● Raw records:
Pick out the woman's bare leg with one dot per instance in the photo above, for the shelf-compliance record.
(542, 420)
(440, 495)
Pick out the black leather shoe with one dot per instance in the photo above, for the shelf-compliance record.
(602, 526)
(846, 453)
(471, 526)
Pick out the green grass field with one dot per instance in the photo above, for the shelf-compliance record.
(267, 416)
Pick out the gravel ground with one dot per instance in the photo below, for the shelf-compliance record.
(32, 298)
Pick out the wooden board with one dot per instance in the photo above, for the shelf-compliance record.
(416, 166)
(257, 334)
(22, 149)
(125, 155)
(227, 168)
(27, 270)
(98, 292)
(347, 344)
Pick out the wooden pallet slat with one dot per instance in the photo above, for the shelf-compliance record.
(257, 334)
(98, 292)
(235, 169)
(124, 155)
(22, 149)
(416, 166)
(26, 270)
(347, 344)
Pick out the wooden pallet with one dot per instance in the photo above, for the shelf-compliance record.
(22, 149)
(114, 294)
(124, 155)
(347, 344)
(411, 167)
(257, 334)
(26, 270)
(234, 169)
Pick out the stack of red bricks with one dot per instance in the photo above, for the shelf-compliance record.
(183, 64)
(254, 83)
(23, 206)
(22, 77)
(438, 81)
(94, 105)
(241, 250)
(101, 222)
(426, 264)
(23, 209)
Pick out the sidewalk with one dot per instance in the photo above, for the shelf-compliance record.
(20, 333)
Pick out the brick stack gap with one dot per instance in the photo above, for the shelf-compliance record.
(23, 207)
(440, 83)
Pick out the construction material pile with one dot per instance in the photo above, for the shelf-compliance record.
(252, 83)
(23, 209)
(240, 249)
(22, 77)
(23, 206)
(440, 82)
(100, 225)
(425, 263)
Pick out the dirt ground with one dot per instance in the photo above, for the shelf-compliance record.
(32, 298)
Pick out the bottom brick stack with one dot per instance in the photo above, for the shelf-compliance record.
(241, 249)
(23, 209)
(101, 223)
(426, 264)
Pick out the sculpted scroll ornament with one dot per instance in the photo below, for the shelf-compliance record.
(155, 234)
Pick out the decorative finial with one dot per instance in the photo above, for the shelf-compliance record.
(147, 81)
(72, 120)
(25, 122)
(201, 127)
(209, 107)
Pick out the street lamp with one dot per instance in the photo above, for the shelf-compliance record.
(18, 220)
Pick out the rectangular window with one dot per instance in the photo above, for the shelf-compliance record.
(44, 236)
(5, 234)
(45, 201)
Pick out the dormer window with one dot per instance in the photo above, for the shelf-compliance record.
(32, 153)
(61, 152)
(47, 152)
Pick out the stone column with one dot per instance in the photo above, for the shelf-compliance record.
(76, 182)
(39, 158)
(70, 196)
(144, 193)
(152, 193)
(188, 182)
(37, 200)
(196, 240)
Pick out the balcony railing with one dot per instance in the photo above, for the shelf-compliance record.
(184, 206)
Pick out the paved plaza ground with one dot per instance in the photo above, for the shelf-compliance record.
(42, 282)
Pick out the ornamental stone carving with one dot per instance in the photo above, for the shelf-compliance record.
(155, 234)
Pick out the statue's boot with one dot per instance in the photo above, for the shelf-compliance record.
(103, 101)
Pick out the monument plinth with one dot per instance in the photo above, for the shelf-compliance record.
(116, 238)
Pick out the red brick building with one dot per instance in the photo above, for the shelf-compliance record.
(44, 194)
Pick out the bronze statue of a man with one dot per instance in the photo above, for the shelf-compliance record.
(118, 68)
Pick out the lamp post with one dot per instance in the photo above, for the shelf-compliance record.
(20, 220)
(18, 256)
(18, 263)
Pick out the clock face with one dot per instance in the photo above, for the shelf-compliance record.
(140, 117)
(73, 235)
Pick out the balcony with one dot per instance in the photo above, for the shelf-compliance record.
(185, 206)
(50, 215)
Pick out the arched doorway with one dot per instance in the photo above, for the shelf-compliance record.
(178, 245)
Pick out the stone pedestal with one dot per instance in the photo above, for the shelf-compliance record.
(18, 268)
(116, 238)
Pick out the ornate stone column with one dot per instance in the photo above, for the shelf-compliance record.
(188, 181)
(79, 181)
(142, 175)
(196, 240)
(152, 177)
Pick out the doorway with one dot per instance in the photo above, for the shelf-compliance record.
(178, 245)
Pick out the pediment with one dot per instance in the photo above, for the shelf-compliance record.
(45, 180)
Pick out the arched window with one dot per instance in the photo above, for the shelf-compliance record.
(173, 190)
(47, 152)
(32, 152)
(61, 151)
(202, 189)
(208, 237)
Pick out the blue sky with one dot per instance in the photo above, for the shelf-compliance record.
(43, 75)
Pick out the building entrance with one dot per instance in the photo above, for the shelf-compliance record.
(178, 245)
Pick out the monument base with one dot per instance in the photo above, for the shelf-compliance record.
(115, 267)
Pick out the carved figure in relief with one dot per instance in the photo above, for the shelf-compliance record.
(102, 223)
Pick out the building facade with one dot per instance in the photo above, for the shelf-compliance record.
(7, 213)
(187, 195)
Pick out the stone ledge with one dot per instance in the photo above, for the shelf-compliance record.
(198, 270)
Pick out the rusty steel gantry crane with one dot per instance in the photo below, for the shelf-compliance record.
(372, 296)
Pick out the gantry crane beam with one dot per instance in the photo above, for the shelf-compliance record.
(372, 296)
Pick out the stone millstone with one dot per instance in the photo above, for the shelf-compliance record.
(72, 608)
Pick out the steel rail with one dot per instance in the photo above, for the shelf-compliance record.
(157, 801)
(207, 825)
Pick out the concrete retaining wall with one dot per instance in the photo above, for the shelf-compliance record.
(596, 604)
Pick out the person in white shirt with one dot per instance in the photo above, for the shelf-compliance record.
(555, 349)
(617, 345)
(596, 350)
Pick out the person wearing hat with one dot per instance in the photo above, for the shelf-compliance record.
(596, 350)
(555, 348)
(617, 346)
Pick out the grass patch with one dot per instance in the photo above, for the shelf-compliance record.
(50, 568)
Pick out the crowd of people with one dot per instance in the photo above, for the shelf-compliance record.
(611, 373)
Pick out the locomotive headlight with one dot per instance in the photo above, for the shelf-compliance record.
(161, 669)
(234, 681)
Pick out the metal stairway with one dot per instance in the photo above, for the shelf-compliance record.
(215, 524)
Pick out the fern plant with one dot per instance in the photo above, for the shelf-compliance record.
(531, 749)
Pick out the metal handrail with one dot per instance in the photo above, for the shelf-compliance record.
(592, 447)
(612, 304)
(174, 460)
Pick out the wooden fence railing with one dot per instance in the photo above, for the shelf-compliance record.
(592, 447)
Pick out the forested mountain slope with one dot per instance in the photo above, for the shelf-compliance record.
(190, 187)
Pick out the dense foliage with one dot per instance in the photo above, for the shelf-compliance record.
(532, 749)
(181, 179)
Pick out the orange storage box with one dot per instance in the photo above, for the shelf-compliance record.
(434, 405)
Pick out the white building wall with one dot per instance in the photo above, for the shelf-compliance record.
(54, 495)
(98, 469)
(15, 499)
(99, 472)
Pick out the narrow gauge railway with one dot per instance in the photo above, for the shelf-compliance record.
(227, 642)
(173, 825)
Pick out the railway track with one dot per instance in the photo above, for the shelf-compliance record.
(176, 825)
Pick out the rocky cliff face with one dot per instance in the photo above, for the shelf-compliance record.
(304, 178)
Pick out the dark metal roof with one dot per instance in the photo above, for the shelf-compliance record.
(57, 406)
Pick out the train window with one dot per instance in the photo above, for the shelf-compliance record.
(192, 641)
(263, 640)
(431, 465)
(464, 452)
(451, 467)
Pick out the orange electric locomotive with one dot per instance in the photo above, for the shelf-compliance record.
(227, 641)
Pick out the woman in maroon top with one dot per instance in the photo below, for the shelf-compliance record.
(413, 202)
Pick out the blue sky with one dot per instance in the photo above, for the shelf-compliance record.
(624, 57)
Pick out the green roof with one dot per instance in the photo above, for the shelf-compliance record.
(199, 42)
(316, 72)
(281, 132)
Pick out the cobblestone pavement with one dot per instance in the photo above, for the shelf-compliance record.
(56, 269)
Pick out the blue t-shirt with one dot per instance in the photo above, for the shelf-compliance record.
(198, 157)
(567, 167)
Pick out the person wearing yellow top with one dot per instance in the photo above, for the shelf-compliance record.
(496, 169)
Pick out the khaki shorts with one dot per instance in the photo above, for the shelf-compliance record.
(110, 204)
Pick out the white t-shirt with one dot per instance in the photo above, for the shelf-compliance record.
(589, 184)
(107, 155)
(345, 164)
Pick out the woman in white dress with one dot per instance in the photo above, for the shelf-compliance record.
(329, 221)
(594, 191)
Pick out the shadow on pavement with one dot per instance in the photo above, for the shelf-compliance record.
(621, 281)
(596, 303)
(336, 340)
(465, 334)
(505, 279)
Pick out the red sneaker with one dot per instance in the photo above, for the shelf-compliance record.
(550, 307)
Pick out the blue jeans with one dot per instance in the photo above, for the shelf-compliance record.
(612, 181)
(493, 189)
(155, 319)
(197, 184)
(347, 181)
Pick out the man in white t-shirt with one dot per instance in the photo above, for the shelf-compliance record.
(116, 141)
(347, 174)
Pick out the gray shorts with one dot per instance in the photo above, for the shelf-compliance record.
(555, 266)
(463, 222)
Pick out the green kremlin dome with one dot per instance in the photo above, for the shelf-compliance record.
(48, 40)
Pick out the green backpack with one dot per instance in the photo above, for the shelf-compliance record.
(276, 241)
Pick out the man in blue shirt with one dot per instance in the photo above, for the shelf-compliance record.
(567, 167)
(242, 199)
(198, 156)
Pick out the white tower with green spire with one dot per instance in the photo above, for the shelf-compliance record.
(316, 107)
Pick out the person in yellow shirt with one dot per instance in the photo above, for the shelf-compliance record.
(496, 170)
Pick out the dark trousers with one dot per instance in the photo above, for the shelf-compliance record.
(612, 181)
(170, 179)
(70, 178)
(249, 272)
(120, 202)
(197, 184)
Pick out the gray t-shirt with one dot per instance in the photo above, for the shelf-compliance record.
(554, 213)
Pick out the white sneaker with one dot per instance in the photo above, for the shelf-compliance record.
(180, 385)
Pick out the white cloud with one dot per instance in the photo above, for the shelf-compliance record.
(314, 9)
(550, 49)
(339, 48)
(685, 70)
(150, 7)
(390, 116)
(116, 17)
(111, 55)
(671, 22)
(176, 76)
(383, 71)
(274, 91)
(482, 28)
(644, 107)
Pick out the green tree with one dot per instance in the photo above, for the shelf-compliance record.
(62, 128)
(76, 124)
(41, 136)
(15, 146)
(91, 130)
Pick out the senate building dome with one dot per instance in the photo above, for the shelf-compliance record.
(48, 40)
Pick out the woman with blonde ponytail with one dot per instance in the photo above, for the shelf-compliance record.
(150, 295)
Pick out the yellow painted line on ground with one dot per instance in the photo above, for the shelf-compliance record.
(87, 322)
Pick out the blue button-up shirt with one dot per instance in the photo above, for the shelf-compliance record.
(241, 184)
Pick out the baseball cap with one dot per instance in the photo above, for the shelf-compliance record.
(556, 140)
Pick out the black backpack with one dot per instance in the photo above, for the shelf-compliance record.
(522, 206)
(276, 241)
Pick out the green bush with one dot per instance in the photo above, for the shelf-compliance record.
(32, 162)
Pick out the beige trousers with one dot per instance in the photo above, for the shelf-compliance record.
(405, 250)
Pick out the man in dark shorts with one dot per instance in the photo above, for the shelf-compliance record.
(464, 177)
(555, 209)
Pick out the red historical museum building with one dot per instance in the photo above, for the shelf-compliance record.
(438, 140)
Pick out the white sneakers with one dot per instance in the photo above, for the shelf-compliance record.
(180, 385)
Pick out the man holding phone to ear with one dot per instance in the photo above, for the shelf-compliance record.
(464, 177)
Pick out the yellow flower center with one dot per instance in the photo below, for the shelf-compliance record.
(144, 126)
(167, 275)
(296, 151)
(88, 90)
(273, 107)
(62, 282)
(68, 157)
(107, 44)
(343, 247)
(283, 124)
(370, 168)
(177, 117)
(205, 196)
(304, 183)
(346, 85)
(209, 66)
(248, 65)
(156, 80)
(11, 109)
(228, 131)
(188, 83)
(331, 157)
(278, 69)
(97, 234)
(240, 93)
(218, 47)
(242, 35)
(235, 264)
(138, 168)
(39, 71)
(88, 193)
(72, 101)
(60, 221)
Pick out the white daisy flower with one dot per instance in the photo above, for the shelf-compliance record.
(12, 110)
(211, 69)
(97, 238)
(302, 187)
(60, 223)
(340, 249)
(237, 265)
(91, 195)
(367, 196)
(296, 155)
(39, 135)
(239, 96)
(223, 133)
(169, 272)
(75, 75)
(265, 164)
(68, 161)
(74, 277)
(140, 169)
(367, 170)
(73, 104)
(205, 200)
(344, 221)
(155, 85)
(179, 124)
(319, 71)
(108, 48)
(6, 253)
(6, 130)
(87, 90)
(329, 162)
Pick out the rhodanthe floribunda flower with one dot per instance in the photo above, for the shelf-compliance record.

● Aim:
Copy only this span: the line that contains "Pick out the white daisy", the last line, and every line between them.

● Task result:
Pick out the white daisy flower with one dot per instance in the photo above, for the shelf-compliance record.
(12, 110)
(211, 69)
(97, 238)
(302, 187)
(60, 223)
(340, 249)
(237, 265)
(91, 195)
(367, 196)
(296, 155)
(39, 135)
(239, 96)
(223, 133)
(169, 272)
(75, 75)
(265, 164)
(68, 161)
(74, 277)
(140, 169)
(367, 170)
(73, 104)
(205, 200)
(344, 221)
(155, 85)
(179, 124)
(319, 71)
(108, 48)
(6, 253)
(6, 130)
(87, 90)
(329, 162)
Pick out the rhodanthe floribunda flower with one dot per instance in the photo above, for the shelf-compliance record.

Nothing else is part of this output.